● Passage for review
Empire of Pain Posts

“Empire of Pain” by Patrick Radden Keefe

Patrick Radeen Keefe’s award-winning book, Empire of Pain: The Secret History of the Sackler Dynasty is an extraordinary account of the Sackler family. Beginning life in Flatbush, Brooklyn, the three brothers — Arthur, Mortimer and Raymond Sackler — built an empire worth billions of dollars. Their only inheritance from their first-generation immigrant parents was their name. The sons, especially Arthur, ensured that the Sackler name was emblazoned on the walls of prestigious institutions like museums and universities. The brothers, all of whom had trained as doctors, donated generously to the Met, Smithsonian, Columbia University and Harvard University. Few knew where this wealth originated.

Patrick Radden Keefe unravels the stupendous history behind the obscene amounts of wealth that the Sackler family had made. He methodically explains Arthur Sackler’s workaholic nature that enabled him to earn money for his family while he was still in school. The young Arthur was earning sufficient money to feed and keep his family health and safe even during the Depression. Post-war, by which time he was also a qualified doctor, Arthur was practising medicine but also a publicist for pharmaceutical companies such as Pfizer and Roche. The popular demand that Arthur Sackler managed to create for drugs like Terramycin, Valium and Betadine, by running superb marketing campaigns ensured that he was true to his promise to the manufacturing firms that he would make the names of these medicines “household names”. What is truly extraordinary is that Arthur Sackler negotiated deals for himself with the companies that were equivalent to a sliding scale of “royalties” as payment for running the campaigns. So as the companies earned millions of dollars from the sale of the pills, Arthur Sackler’s income rose proportionately ( the manufacturers could not keep pace with the demand!). It meant that the brothers could easily relocate to posher parts of New York. Slowly and steadily, Arthur also began to build one of the largest private collections of Chinese antiques. Soon, the brothers had sufficient money to buy a small, nondescript pharmaceutical company called Purdue Pharma. This became the firm that was used to create and sell drugs. For a long time, the brothers names were linked to selling laxatives and less harmful drugs, very different to what the PR firm they owned was promoting. But it is their development of the OxyContin drug, that was easily available and the basis of the opioid crisis that is truly terrifying. Knowingly, the Sackler family profited billions of dollars while more than 450,000 Americans perished due to this drug — the number far exceeding the combined number of American casualties in all the conflicts since World War II.

● Your tasks
a) Write out the part of the Empire of Pain review starting with "Empire of Pain Posts" and going on through "this wealth originated.", word for word.
b) Pick up the Empire of Pain review after its last sentence and keep writing it.

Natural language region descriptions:
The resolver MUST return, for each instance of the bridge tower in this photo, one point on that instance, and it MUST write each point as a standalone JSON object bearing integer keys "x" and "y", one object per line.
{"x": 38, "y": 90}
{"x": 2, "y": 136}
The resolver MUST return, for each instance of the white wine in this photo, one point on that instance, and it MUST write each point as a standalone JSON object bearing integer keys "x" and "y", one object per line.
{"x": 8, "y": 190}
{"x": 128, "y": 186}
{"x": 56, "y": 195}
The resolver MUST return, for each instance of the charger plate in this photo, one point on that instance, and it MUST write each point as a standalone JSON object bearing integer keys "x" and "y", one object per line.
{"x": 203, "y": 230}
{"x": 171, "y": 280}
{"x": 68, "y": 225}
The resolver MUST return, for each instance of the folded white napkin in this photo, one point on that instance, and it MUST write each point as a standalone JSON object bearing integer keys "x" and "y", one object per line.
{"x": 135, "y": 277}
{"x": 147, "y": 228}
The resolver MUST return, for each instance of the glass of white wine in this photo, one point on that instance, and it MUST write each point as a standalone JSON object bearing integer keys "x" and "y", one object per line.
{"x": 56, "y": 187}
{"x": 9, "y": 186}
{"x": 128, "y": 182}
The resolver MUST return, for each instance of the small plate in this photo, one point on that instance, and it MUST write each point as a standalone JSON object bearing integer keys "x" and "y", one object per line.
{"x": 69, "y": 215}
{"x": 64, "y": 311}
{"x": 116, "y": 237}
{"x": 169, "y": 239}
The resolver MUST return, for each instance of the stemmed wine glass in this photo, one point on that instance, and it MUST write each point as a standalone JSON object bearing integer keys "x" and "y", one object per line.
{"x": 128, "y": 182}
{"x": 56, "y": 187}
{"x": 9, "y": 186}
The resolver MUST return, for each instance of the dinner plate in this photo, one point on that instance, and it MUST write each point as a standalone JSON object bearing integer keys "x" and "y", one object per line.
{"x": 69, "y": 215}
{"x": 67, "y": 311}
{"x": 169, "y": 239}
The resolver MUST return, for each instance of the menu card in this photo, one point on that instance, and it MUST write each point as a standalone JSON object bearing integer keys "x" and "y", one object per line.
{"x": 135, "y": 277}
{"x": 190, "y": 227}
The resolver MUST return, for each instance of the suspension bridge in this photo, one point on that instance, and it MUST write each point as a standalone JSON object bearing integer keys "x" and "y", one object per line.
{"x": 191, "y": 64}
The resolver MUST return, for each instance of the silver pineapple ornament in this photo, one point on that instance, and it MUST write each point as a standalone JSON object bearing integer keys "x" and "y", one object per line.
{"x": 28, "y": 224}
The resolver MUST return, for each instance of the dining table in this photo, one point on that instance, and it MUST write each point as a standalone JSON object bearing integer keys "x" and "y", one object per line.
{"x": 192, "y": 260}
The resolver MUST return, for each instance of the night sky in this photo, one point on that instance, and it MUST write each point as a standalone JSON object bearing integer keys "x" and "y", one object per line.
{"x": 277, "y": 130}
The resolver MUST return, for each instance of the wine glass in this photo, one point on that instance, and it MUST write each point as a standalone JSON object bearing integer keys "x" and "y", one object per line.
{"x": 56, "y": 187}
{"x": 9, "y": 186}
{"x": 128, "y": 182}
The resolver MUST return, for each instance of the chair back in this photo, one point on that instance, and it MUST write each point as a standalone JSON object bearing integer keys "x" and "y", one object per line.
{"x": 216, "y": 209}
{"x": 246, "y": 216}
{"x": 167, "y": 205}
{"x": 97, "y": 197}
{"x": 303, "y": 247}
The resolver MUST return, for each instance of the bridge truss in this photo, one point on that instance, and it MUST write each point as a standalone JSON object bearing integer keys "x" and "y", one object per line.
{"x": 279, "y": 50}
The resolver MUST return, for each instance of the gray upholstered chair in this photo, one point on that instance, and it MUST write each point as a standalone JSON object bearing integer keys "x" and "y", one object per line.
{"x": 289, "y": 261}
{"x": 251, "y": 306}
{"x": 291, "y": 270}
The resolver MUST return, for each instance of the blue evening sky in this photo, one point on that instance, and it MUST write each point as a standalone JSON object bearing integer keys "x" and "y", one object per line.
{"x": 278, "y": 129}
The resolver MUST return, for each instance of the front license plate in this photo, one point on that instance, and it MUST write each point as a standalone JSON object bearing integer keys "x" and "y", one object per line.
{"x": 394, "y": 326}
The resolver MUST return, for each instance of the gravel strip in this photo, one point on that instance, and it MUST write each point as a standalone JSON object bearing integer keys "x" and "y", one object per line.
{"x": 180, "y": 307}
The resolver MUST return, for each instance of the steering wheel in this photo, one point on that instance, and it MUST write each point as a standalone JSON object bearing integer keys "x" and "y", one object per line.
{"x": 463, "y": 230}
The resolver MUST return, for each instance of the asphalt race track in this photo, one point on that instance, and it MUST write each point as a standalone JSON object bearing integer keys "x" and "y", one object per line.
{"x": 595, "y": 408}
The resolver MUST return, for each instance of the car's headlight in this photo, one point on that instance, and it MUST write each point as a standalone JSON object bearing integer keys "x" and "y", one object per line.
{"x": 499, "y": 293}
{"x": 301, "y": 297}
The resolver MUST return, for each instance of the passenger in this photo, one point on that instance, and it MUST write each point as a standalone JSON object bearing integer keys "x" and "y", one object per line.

● Answers below
a)
Empire of Pain Posts

“Empire of Pain” by Patrick Radden Keefe

Patrick Radeen Keefe’s award-winning book, Empire of Pain: The Secret History of the Sackler Dynasty is an extraordinary account of the Sackler family. Beginning life in Flatbush, Brooklyn, the three brothers — Arthur, Mortimer and Raymond Sackler — built an empire worth billions of dollars. Their only inheritance from their first-generation immigrant parents was their name. The sons, especially Arthur, ensured that the Sackler name was emblazoned on the walls of prestigious institutions like museums and universities. The brothers, all of whom had trained as doctors, donated generously to the Met, Smithsonian, Columbia University and Harvard University. Few knew where this wealth originated.

b)
There is so much in this book to share that it is impossible to say it all in a short book review. Please read it. Empire of Pain documents the insidious and nefarious ways in which empires are built, economic exploitation of the masses is done in a calculating manner but the powers-that-be are unable to or rather choose not to do anything about it as the Sacklers bribe them. This book is packed with details as to how smoothly the family operated. Most often, Mortimer and Raymond were clueless about the operations as their brother was the mastermind. Yet, as became evident that with Arthur Sackler’s death, the remaining brothers and the younger generations, had inherited the buzz to make money at whatever cost. Arthur Sackler may have negotiated some mind-bogglingly smart deals ( inevitably in his favour) but it was his extended clan that manufactured OxyContin and profited from it. It became harder and harder to pinpoint the Sacklers as being responsible for the healthcare crisis. It required the dogged persistence of the New Yorker reporter, Keefe, to wade through piles and piles of documents, visit archives, interview over 200 people and read correspondence with friends and acquaintances of the Sacklers ( as the brothers were notoriously secretive) to write this comprehensive account. Through it all, no one from the family was ready to speak to him, not even via their lawyer. Yet, he wrote this award-winning book. So far it has won the Baillie Gifford Prize and has been shortlisted for many others.

Empire of Pain is highly recommended.